* [Exercise task]: Give the listing below again in full, exactly as written.

----- Given information

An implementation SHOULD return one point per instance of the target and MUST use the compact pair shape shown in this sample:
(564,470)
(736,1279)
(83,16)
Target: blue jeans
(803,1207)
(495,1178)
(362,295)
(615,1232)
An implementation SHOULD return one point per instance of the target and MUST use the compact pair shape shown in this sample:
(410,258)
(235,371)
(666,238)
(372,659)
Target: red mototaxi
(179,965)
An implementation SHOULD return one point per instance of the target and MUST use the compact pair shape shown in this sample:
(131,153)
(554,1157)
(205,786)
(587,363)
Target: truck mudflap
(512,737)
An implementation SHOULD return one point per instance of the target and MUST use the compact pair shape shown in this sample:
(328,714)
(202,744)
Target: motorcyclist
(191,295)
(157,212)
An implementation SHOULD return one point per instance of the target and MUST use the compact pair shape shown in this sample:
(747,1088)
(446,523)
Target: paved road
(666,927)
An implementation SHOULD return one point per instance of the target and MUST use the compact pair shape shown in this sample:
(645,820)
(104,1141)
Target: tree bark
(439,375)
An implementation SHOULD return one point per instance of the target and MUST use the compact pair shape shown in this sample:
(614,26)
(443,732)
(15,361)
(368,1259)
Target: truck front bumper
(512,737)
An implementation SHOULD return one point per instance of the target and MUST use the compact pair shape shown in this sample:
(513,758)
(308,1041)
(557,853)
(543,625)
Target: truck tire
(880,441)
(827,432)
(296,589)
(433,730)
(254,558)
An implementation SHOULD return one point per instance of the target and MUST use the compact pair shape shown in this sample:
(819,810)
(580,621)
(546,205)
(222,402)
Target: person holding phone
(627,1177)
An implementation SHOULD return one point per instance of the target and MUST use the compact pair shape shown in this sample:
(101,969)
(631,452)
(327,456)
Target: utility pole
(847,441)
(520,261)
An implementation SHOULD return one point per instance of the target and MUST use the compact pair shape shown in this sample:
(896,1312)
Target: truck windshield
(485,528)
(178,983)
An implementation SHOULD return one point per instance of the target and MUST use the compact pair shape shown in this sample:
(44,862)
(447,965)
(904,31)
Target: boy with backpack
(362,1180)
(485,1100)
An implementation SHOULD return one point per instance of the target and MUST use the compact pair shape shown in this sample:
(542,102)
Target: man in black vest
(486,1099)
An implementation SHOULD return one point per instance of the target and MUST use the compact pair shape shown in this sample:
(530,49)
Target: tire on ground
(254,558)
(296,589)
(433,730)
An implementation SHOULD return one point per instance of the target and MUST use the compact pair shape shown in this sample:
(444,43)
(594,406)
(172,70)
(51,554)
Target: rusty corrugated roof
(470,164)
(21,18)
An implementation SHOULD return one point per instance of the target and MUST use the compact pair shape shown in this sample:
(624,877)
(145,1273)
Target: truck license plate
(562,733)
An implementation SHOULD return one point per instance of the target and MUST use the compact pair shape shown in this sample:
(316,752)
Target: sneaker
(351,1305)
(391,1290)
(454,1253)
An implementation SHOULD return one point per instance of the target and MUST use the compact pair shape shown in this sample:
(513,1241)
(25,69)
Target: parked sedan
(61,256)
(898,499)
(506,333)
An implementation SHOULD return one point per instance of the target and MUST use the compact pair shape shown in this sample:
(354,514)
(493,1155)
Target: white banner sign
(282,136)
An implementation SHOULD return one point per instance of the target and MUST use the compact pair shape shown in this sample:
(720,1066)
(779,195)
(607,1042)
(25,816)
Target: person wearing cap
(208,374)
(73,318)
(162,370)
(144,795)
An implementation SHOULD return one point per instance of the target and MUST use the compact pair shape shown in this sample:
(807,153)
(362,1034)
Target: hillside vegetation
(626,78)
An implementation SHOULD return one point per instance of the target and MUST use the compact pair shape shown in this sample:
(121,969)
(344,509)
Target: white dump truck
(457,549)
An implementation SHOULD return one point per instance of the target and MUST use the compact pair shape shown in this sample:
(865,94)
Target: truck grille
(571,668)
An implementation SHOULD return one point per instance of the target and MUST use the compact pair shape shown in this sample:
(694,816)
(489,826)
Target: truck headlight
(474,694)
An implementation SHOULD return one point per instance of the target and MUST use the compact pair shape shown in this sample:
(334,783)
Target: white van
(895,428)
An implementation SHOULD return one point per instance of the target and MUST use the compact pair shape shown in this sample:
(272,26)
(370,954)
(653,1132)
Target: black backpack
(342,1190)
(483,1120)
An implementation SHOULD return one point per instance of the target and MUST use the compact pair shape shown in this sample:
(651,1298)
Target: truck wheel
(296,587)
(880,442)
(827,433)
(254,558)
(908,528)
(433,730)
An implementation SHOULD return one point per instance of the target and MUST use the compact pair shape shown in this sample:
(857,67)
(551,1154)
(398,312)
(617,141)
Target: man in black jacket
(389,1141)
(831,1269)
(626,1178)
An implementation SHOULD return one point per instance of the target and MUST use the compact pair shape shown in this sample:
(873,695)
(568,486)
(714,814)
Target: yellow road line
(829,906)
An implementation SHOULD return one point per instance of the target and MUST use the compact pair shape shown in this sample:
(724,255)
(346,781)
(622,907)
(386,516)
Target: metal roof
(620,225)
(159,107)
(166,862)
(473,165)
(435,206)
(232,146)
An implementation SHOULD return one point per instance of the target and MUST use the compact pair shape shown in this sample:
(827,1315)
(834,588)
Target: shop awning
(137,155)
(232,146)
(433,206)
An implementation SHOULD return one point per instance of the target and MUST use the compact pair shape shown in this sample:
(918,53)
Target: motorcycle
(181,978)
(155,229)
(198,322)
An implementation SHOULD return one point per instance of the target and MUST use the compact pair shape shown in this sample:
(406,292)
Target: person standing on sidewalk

----------

* [Solution to the problem]:
An implementation SHOULD return one point per instance of the target and MUST use the compact pair shape shown in this sample:
(564,470)
(736,1279)
(83,16)
Target: blue jeans
(803,1207)
(495,1178)
(362,295)
(615,1232)
An implementation SHOULD return one point per instance of the target and MUST use the compact pair shape shown in this sample:
(410,258)
(235,371)
(666,238)
(372,659)
Target: red mototaxi
(179,965)
An implementation SHOULD return one point per instance of the target and MUST use the compact pair shape shown in this sample:
(131,153)
(554,1157)
(205,786)
(587,363)
Target: truck mudflap
(512,737)
An implementation SHOULD return one point per instance of the target and MUST use the compact pair shape shown in this sample:
(328,714)
(202,744)
Target: motorcyclist
(191,295)
(157,212)
An implementation SHOULD return one point per instance of the target and MUST use the compact pair shape shown in this sample:
(747,1088)
(446,523)
Target: paved road
(666,927)
An implementation SHOULD return one point per instance of the target and MUST use the compact pair shape shown in this sample:
(645,820)
(104,1141)
Target: tree bark
(439,375)
An implementation SHOULD return one point per instance of the target and MUST use the compact pair shape shown in this sample:
(614,26)
(443,732)
(15,361)
(368,1259)
Target: truck front bumper
(512,737)
An implementation SHOULD return one point per instance of the target and MUST use the compact pair shape shown in this sample:
(513,758)
(308,1041)
(557,853)
(543,625)
Target: truck tire
(880,441)
(827,432)
(296,589)
(433,730)
(254,558)
An implementation SHOULD return one point per instance of the target and MUST use the compact pair shape shown in this sample:
(819,810)
(580,621)
(546,205)
(222,402)
Target: person holding phone
(627,1177)
An implementation SHOULD return one point per instance of the target and MUST use the compact pair shape shown in this sample:
(101,969)
(631,452)
(327,456)
Target: utility pole
(847,441)
(520,261)
An implementation SHOULD return one point per instance of the target and MUST use the compact pair shape shown in this sample:
(896,1312)
Target: truck windshield
(485,528)
(178,983)
An implementation SHOULD return one point per instance of the target and MUST use the compact pair shape shown in this sample:
(44,862)
(447,965)
(904,31)
Target: boy with backpack
(362,1180)
(485,1100)
An implementation SHOULD return one point per instance of the target and MUST use the compact pair shape shown in this sample:
(542,102)
Target: man in black vest
(486,1099)
An implementation SHOULD return one point per instance of the target and MUST use the compact pair shape shown in this sample:
(530,49)
Target: tire on ground
(254,558)
(296,589)
(433,730)
An implementation SHOULD return one point per instance of the target and MUST use the compact pair shape shown in this sample:
(444,43)
(594,406)
(172,70)
(51,554)
Target: rusty corrugated roof
(470,164)
(21,18)
An implementation SHOULD return one point per instance of the target and MUST use the compact pair shape shown in this sample:
(624,877)
(145,1273)
Target: truck license plate
(562,733)
An implementation SHOULD return one point per instance of the target and MUST use the compact pair shape shown in this sample:
(316,752)
Target: sneaker
(351,1305)
(391,1290)
(454,1253)
An implementation SHOULD return one point per instance of the target and MUST use the compact pair shape shown in this sample:
(513,1241)
(25,69)
Target: parked sedan
(61,256)
(898,499)
(506,333)
An implementation SHOULD return one point per instance of the target and MUST use the compact pair shape shown in this sample:
(354,514)
(493,1155)
Target: white banner sign
(282,136)
An implementation SHOULD return one point per instance of the target and MUST use the compact pair shape shown in this sample:
(720,1066)
(779,195)
(607,1042)
(25,816)
Target: person wearing cap
(208,374)
(73,318)
(162,370)
(144,795)
An implementation SHOULD return one point per instance of the target and MUST use the compact pair shape shown in this sample:
(807,153)
(362,1034)
Target: hillside vegetation
(626,78)
An implementation SHOULD return one point per instance of the target and MUST use the compact pair shape shown in this sample:
(121,969)
(344,509)
Target: white dump truck
(457,549)
An implementation SHOULD return one point per instance of the target and MUST use the compact pair shape shown in this sample:
(865,94)
Target: truck grille
(571,668)
An implementation SHOULD return one point per instance of the target and MUST use the compact pair shape shown in this sample:
(694,816)
(489,826)
Target: truck headlight
(474,694)
An implementation SHOULD return one point per instance of the target and MUST use the compact pair shape shown in this sample:
(334,783)
Target: white van
(895,428)
An implementation SHOULD return one point per instance of the target and MUST use the compact pair shape shown in this sample:
(272,26)
(370,954)
(653,1132)
Target: black backpack
(342,1190)
(483,1120)
An implementation SHOULD return one point per instance of the target and MUST use the compact pair shape shown in this sample:
(651,1298)
Target: truck wheel
(296,587)
(880,442)
(827,433)
(254,558)
(908,528)
(433,730)
An implementation SHOULD return one point per instance of the target and MUST use the compact pair shape shown in this sample:
(857,67)
(551,1154)
(398,312)
(617,141)
Target: man in black jacket
(389,1141)
(831,1269)
(626,1178)
An implementation SHOULD return one point per instance of the target and MUST use the compact pair shape shown in this sample:
(873,695)
(568,486)
(714,814)
Target: yellow road line
(829,906)
An implementation SHOULD return one point per instance of the target and MUST use the compact pair shape shown in this sample:
(724,255)
(346,781)
(622,907)
(386,516)
Target: metal roof
(620,225)
(159,107)
(166,862)
(473,165)
(435,206)
(232,146)
An implementation SHOULD return one point per instance of the target and MUST use the compact pair shape shown in this sample:
(827,1315)
(834,588)
Target: shop awning
(137,155)
(232,146)
(433,206)
An implementation SHOULD return one point per instance of the target and MUST use the compact pair shape shown in this sample:
(918,53)
Target: motorcycle
(181,978)
(155,229)
(198,322)
An implementation SHOULD return one point per instance of the target and MUST use the compact pair shape shown in this sample:
(406,292)
Target: person standing on sidewalk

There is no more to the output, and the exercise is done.